= Testo da leggere =

● ● ● ● ●

Una società partecipata che fa appalti e applica il contratto degli autisti di Amazon è un caso abbastanza unico. Scusa, quanto guadagnate?
È difficile indicare uno stipendio medio. Tempo fa qualcuno ha avuto la brillante idea di dividere il costo del lavoro, che si aggira sui 5-600mila euro al mese, per il numero dei dipendenti attribuendoci stipendi faraonici. La realtà è che siamo intorno ai 1.500 euro al mese, ma, per citare il mio caso, io prendo lo stesso stipendio da ormai 15 anni.

In virtù di cosa, scusa?
In virtù del fatto che dopo il famoso blocco degli stipendi pubblici di Tremonti è rimasto tutto fermo.

● ● ● ● ●

= Sezione dati =
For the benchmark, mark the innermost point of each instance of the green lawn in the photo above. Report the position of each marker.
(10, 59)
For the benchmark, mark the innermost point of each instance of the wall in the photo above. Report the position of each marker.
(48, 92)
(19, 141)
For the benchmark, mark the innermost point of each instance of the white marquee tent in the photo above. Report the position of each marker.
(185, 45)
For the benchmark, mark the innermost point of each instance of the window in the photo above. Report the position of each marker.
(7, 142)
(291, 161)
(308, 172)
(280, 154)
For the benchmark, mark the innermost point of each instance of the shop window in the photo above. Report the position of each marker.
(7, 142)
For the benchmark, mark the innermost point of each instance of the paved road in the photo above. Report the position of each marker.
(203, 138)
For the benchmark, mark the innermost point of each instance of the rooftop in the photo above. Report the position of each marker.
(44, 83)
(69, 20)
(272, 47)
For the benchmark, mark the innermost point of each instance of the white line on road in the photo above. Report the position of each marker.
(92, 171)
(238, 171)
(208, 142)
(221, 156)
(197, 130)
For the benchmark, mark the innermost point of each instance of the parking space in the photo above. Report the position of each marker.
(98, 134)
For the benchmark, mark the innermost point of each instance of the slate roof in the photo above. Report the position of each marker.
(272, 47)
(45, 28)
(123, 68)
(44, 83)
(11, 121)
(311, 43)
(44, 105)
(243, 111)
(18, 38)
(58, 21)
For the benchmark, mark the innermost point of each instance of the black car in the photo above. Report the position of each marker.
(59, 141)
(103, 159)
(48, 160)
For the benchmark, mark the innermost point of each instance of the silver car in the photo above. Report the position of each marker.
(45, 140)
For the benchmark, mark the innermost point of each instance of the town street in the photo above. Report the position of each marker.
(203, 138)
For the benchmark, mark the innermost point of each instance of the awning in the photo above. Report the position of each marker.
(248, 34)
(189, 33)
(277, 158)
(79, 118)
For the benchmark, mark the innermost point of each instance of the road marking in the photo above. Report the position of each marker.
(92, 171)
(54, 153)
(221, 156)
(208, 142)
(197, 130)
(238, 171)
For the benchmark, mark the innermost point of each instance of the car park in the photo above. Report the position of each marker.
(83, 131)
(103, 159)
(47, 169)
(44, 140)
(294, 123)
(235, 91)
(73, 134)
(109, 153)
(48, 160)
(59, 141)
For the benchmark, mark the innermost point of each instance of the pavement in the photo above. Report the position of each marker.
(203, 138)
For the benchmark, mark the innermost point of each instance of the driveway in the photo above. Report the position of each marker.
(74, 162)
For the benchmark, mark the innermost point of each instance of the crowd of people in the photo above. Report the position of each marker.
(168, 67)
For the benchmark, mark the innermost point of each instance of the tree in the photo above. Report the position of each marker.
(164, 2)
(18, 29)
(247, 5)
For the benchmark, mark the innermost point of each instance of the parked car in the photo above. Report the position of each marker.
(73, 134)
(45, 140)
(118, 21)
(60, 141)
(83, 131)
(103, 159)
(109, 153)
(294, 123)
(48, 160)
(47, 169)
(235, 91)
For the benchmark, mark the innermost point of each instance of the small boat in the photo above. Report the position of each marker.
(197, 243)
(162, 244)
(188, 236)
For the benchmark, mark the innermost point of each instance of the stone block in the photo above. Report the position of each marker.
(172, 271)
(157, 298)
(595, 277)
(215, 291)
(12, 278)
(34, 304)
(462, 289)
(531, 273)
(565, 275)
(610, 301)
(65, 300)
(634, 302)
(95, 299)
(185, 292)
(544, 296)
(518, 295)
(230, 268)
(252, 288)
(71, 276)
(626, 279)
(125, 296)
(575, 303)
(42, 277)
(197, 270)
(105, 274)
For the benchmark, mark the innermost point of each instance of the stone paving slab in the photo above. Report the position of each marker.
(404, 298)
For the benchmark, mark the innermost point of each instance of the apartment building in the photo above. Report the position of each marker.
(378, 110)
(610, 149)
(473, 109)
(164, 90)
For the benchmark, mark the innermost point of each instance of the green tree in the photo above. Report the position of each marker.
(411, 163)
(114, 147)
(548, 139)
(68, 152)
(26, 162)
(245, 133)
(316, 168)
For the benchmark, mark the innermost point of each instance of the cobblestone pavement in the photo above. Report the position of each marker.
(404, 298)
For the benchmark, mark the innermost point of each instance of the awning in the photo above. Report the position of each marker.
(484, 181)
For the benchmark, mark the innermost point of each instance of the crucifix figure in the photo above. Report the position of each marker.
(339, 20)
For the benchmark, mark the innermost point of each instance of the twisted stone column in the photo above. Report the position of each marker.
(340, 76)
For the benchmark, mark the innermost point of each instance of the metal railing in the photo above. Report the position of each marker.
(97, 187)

● ● ● ● ●

= Il tuo compito =
Ricopia per intero il testo sugli stipendi nella società partecipata, parola per parola e senza alcuna modifica.

= Risposta al compito =
Una società partecipata che fa appalti e applica il contratto degli autisti di Amazon è un caso abbastanza unico. Scusa, quanto guadagnate?
È difficile indicare uno stipendio medio. Tempo fa qualcuno ha avuto la brillante idea di dividere il costo del lavoro, che si aggira sui 5-600mila euro al mese, per il numero dei dipendenti attribuendoci stipendi faraonici. La realtà è che siamo intorno ai 1.500 euro al mese, ma, per citare il mio caso, io prendo lo stesso stipendio da ormai 15 anni.

In virtù di cosa, scusa?
In virtù del fatto che dopo il famoso blocco degli stipendi pubblici di Tremonti è rimasto tutto fermo.